Data to process:
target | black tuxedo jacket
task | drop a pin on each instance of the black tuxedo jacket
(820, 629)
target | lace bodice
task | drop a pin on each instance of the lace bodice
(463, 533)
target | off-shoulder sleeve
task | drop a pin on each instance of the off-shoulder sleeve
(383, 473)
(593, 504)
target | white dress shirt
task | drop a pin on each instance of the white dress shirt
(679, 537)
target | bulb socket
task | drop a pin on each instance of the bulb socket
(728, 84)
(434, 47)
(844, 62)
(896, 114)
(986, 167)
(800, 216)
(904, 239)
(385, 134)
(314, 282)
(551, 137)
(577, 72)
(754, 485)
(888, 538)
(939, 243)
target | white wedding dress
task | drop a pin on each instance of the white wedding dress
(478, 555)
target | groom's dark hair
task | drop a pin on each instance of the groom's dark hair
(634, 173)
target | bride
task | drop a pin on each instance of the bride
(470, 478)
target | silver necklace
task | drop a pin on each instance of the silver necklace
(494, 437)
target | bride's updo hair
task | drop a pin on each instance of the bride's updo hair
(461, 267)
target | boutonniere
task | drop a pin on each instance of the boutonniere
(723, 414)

Aim of the task: Rewrite everything from the line containing "target | white wedding dress" down to the end of the records, with "drop a pin" changed to "place a marker" and nothing else altered.

Exercise answer:
target | white wedding dress
task | place a marker on each instance of the white wedding dress
(478, 555)
target | groom's dark hair
task | place a marker on each instance of the groom's dark hair
(634, 173)
target | bride
task | place a marker on each instance of the bride
(470, 478)
target | silver necklace
task | place a marker on each instance of the silver necklace
(494, 437)
target | bride's updo hair
task | place a marker on each instance of the bride's updo hair
(461, 267)
target | boutonniere
task | place a marker on each instance of the boutonniere
(723, 414)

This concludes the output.